_CHECK YOUR UNDERSTANDING_
A. In the forum thread on fertility symptoms below, how many days after sperm meets egg does mrsww say implantation can occur?
B. Continue the forum thread on fertility symptoms from its last post.

_EXTRACTED TEXT_
==============================

# Please help with these symptoms



## Lulu s (Mar 18, 2014)

Good morning!
I hope everyone's ok.
I had my first diui on Tuesday.  I have some symptoms and I don't know what they mean, maybe something, maybe nothing.... I just don't know.
I had no fertility drugs apart from the ovitrelle shot on Monday (maybe this has something to do with these symptoms)
Headache that just won't go.
Narky and irritable for no reason.
Emotional but I'm staying in control with this.... At the moment.
Since yesterday evening, slightly sensitive nipples.
Weird feelings in my tummy.  Hard to explain.  Not all the time, not painful, just odd.
My periods due in 9 days, some of these symptoms are a little like period pains.  
I'm not stressed or anything, I'm just thinking.....what could this mean?
AND what is the earliest day implantation has occurred for anyone and what does it feel like.
Thanks so much for reading this xxx


----------



## mrsww (Sep 1, 2013)

I could have written this exact same post! I'm half way through 2WW today.  Implantation can occur any where from six to 12 days after the sperm meets egg.  The worst thing is the symptoms between AF and early pregnancy can be the same.  I go between feeling AF is going to turn up or thinking it could be pregnancy, it messes with your head for sure.  Sorry not to be of any real help but hope it helps to realise that you're not alone.  I plan to continue to relax and eat well and walk every day and not over think every little twinge.  We are not testing until next Saturday which is OTD and I'm not sure what would be worse AF turn up before then or a negative.  At least the sun is shining.


----------



## Lulu s (Mar 18, 2014)

Thank you for your message mrsww.

==============================

Point-per-instance localization data:
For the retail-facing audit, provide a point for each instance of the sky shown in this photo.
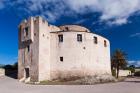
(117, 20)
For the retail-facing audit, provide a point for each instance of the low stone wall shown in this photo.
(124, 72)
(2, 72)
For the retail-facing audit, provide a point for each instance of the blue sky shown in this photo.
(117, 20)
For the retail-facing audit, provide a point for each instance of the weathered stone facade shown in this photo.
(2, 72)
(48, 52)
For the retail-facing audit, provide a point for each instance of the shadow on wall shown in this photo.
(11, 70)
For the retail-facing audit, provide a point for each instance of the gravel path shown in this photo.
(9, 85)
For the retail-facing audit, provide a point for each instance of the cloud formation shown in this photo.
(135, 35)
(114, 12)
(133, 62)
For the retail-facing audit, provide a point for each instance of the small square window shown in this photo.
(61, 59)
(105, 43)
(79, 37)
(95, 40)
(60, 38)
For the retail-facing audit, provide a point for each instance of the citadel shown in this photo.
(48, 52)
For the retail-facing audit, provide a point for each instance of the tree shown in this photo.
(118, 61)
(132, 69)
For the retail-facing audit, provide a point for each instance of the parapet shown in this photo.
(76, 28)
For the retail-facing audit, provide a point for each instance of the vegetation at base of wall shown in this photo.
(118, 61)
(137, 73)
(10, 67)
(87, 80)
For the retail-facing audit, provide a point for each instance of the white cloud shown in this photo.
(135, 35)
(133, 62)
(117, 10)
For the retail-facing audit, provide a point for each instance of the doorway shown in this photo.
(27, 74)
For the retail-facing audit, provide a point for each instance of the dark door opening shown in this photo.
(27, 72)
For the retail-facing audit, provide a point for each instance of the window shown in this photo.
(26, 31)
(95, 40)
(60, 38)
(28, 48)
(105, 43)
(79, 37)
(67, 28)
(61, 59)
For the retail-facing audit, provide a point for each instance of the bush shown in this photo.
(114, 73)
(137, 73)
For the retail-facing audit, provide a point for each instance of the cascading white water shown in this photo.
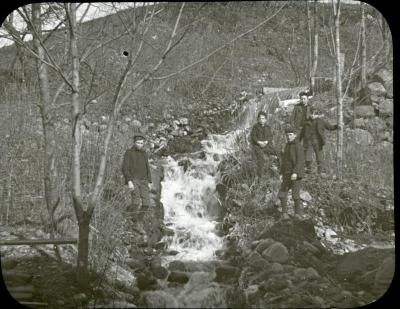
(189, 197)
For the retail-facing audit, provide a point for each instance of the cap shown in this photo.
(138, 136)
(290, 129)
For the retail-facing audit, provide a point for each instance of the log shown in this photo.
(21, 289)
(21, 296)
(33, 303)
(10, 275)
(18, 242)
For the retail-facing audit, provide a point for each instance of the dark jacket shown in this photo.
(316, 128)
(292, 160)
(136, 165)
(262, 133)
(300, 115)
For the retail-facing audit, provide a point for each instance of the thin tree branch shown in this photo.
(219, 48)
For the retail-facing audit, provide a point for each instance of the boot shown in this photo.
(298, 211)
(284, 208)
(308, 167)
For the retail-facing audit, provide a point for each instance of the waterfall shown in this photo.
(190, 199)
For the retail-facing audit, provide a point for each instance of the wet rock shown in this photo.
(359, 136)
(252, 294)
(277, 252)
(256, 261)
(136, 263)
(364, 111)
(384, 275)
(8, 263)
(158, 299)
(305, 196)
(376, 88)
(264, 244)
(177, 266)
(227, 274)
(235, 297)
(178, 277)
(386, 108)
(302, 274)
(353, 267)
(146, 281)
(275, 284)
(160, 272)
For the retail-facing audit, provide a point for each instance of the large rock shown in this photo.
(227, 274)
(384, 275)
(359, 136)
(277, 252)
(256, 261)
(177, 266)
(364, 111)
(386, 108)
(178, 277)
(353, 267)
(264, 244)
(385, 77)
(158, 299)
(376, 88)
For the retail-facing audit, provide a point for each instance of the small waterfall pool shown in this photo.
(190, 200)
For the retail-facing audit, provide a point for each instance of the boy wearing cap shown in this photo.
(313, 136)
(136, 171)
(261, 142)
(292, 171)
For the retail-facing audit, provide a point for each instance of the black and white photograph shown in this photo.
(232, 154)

==============================

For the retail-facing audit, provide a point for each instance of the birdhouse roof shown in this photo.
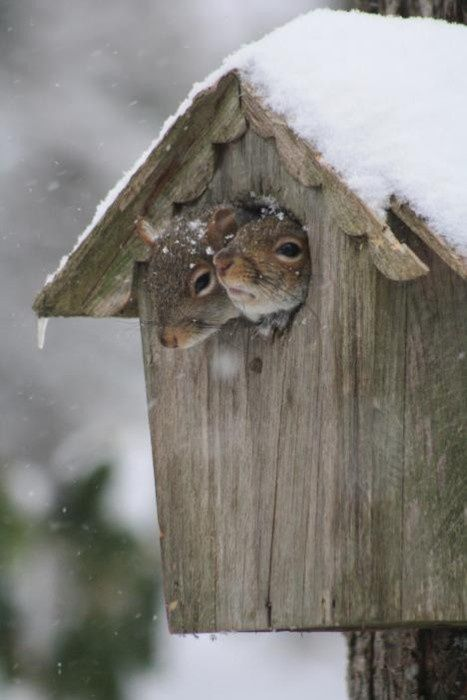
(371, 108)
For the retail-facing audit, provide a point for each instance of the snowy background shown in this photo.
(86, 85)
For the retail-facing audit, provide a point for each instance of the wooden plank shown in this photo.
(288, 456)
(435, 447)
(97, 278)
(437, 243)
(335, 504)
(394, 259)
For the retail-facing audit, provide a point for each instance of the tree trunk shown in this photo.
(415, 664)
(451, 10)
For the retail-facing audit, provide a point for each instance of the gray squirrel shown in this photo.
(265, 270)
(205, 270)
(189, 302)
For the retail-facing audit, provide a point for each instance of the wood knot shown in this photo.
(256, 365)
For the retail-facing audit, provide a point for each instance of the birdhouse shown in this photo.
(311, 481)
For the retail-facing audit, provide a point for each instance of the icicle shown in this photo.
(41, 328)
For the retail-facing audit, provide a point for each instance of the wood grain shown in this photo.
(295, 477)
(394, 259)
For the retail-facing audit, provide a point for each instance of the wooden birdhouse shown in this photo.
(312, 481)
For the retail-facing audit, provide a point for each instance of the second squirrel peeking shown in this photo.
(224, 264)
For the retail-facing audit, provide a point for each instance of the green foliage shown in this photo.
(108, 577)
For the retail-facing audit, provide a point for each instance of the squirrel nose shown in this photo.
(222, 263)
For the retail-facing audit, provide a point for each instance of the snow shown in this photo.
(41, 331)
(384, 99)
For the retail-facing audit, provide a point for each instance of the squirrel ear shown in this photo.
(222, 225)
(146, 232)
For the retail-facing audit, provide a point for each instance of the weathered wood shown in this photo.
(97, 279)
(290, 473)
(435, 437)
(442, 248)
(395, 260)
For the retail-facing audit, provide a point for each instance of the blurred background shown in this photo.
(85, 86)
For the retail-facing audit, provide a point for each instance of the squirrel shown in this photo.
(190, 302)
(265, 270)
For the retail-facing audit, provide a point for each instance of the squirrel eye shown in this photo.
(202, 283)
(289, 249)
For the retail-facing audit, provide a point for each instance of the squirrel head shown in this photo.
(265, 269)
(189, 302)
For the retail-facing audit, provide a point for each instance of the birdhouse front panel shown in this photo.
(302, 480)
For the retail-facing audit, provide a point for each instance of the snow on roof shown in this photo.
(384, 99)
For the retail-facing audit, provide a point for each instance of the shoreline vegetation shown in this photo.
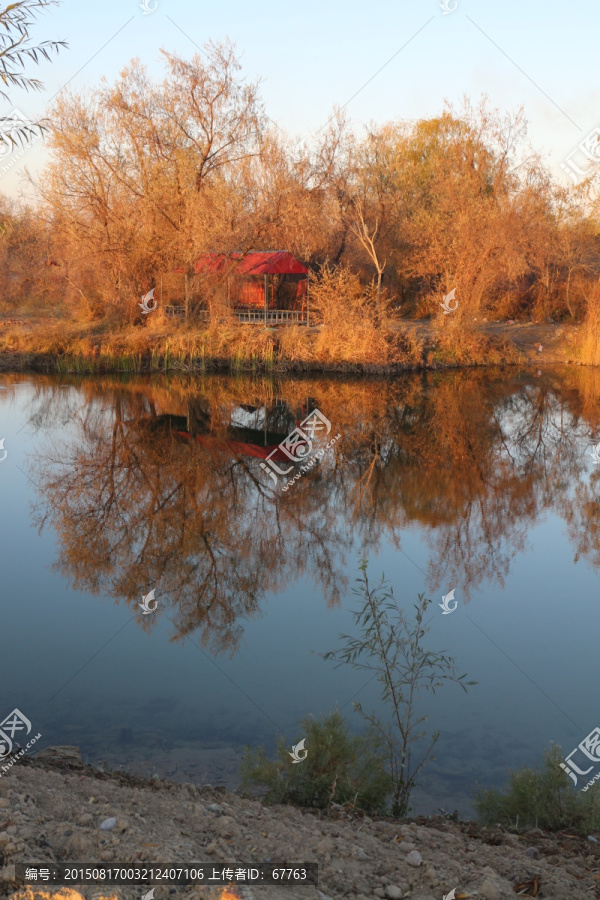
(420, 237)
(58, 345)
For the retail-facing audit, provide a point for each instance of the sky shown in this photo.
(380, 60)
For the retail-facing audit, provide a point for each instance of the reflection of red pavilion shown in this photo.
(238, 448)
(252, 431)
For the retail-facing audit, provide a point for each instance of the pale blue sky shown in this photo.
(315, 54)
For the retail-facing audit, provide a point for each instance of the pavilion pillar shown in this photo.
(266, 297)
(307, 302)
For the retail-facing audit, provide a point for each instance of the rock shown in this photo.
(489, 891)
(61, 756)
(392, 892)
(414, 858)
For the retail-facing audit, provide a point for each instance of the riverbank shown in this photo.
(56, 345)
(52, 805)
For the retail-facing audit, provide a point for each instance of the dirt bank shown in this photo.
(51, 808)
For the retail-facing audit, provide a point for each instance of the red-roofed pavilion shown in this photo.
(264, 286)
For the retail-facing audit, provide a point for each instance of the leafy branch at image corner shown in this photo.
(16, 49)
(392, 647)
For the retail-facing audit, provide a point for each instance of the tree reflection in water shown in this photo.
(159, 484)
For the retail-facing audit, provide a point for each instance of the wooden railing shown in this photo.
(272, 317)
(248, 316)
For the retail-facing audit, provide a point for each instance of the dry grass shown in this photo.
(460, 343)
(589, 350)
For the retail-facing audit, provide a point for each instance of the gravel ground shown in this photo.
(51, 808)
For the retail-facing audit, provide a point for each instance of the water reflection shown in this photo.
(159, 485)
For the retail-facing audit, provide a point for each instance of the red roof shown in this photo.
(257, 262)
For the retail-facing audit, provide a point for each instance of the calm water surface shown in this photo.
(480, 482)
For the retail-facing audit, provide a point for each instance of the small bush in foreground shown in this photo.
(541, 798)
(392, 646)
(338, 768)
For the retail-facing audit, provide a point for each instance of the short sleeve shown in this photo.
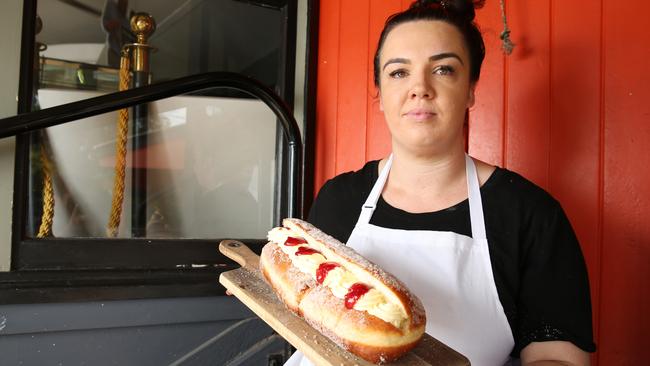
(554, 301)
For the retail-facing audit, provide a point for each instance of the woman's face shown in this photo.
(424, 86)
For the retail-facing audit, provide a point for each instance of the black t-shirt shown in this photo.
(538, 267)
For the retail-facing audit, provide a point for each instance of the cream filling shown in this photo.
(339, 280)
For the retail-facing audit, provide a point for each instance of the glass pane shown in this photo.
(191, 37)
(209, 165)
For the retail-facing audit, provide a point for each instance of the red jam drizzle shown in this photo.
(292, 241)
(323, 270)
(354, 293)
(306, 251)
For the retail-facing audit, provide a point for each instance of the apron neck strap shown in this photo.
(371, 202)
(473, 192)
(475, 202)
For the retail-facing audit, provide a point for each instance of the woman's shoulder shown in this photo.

==============================

_SOLVED PROBLEMS_
A. Anywhere from six to 12 days.

B.
This is hard isn't it. First few days I wasn't really too phased by any of this. Now I'm starting to find it tough. Because even though, until you get that positive test, there is no baby, you still can't help but imagine there maybe one trying to start its life inside you. This is hard. We just need to stay calm doubt we and what will be, will be. So will you be testing on day 14? X


----------



## mrsww (Sep 1, 2013)

It's very hard but I keep trying to think we have no control so just let things be.  We will test at 14 days after IUI.  I've hidden test clinic gave us and I know I've got cheap ones somewhere but I expect they are in heavy box in closet so I don't want to risk getting it down, I told ny wife about them in the hope she would get them down but she said "good they can stay there" which is good as I'd have driven myself crazy if I had them.  My wife is been excellent a shoulder to cry on but also not letting me mope and running around after me getting me things eg I had breakfast of rainbow pancakes and glitter for breakfast in bed.  I go between just thinking test will be a negative cos theb maybe it wont be so hard if it is and super good if its a positive to standing in spare room door planning where to put cot and changing table.  Take some time to do nice things for yourself and partner, its a tough time but nothing good ever comes easy either.


----------



## Lulu s (Mar 18, 2014)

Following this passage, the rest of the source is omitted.